--- PROBLEM 1 ---
In the forum thread on software-controlled model rockets, what piece of hardware does the user tlb say is required?
--- PROBLEM 2 ---
Extend the forum thread on software-controlled model rockets, beginning after its final sentence.

This could theoretically be used to land vertically, though that hasn’t been
achieved.

------
xtagon
You may be interested in following Tom Stanton on YouTube. He built a radio
controlled SpaceX model a few months ago.[1] It was barely controllable, and
wasn't designed with actual propulsion engines, but still very cool.

As others have been commenting, it's a completely different ballgame if you
want to use propulsion engines and still be able to land it. At that point,
you're just building a smaller version of the real SpaceX rockets, and that
sounds much more difficult (not to discourage anyone from trying!).

[1]
[https://www.youtube.com/watch?v=ZsEBiAahAYM](https://www.youtube.com/watch?v=ZsEBiAahAYM)

------
robertAngst
> Is it practical to create a software-controlled model rocket?

No, but that is what people will tell you about every idea from Facebook to a
pet rock.

If you want to do it, good luck. It will not be easy.

If you want a simple project- Add your arduino, get GPS, accelerometer and a
noise maker. (Edit: if you are really ambitious, get it to communicate live)

See if you can optimize anything. I would guess your goal is to play in
embedded C++ anyway.

------
tlb
The control software is within hobbyist range, if you're prepared to crash a
lot of rockets during testing. But the hardware is hard -- you need a
throttleable engine.

Extracted data entries:
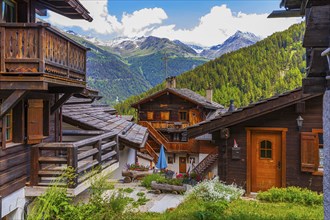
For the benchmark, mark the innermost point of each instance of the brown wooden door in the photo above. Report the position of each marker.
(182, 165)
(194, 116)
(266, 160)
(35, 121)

--

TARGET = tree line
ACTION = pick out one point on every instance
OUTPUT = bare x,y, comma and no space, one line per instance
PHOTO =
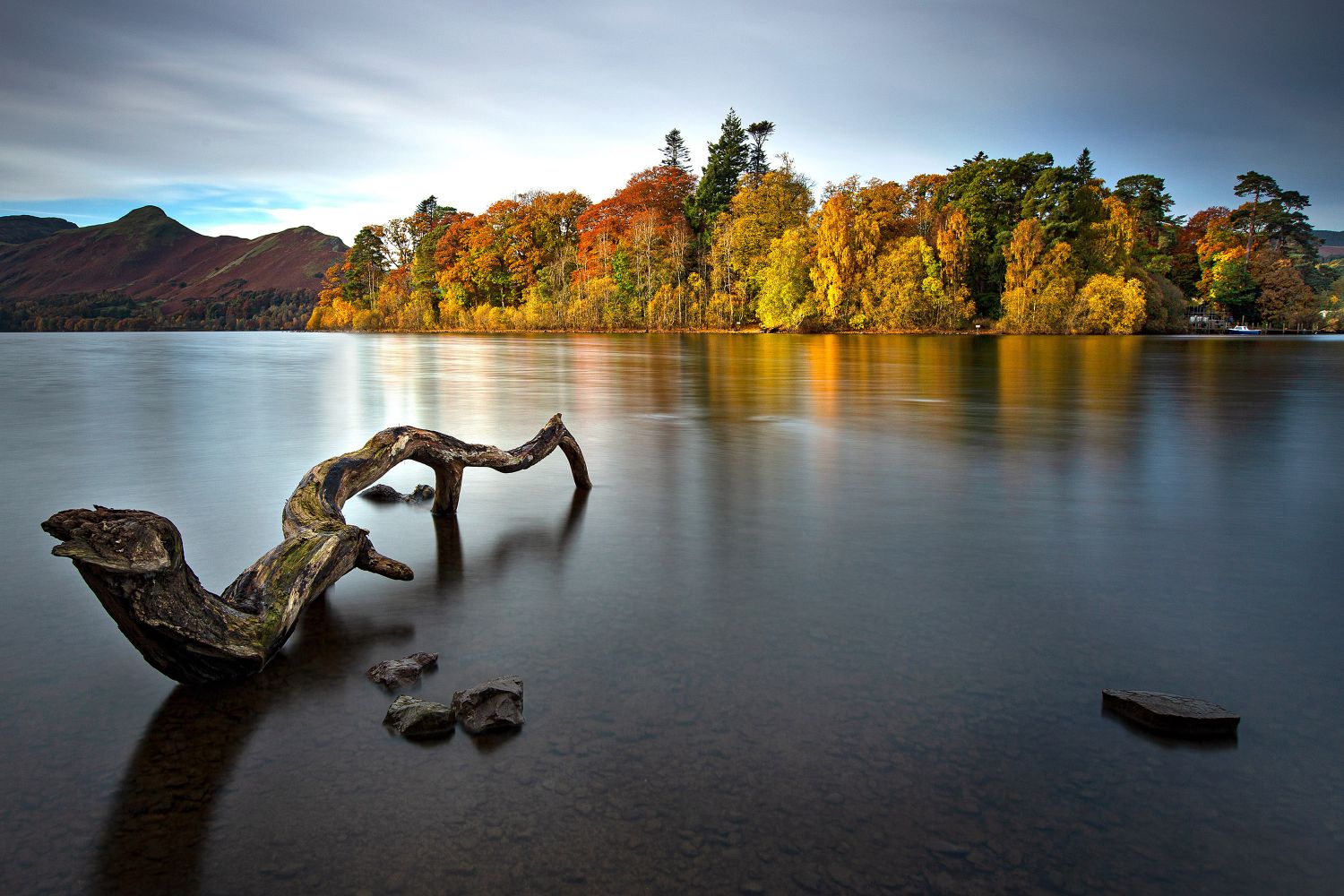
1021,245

--- TASK RESULT 1 ---
A throttleable engine.

--- TASK RESULT 2 ---
------
mixmax
Copenhagen Suborbitals do thrust vectoring, and if I remember correctly the 4
jetvanes are controlled by an arduino .

The software is written by one guy in his freetime. Pretty amazing feat,
considering how difficult it is, and that he has no way of testing it before
the actual launch. It worked flawlessly the first time.

Here's a video of the Nexø 1 launch that uses the system to control the rocket
on its ascent.

[https://www.youtube.com/watch?v=8iTg55Ktkn4](https://www.youtube.com/watch?v=8iTg55Ktkn4)

This video shows some technical data streamed live from the rocket that gives
a good overview of what the jetvanes are doing. Notice the graphic in the
lower left corner; The H in the middle is the floating launch platform (12x14
meters) and the moving red dot is the position of the rocket in the X-Y plane.
On the whole trip it never moves more than a few meters from the center.
Really impressive stuff...

[https://www.youtube.com/watch?v=Km7-2Ds6_Xs](https://www.youtube.com/watch?v=Km7-2Ds6_Xs)

I know it's not exactly what you're asking, but it's close, so I thought it
might have some value.

------
squirrelicus
I can't speak to anything legal, that's its own topic.

But for all the model rockets I've seen, their mass ratios are quite small,
and their motors don't allow for throttling. They blow their load as fast as
they can and then drift down.

Software is not the biggest problem, you need a hobby quality throttling and
gimbaling rocket motor, and I'm not sure if they even exist.

------
kahlonel
Arduino hardware is barely capable of running a simple one-variable PID loop
at a high sampling rate, say 1Khz. A rocket control software will require a
full-blown MIMO model with complex transfer functions. You'll also need high
ports speed; Arduino won't cut it. At the very least you'll need something
like a Cortex-R5.

------
jfoucher
This guy [0] does it with regular solid fuel rocket motors. Since the engines
cannot be throttled, I think he has to try and light them at just the right
moment, which does not seem particularly easy...

[0]
[https://www.youtube.com/watch?v=8_hJ48LCXWs](https://www.youtube.com/watch?v=8_hJ48LCXWs)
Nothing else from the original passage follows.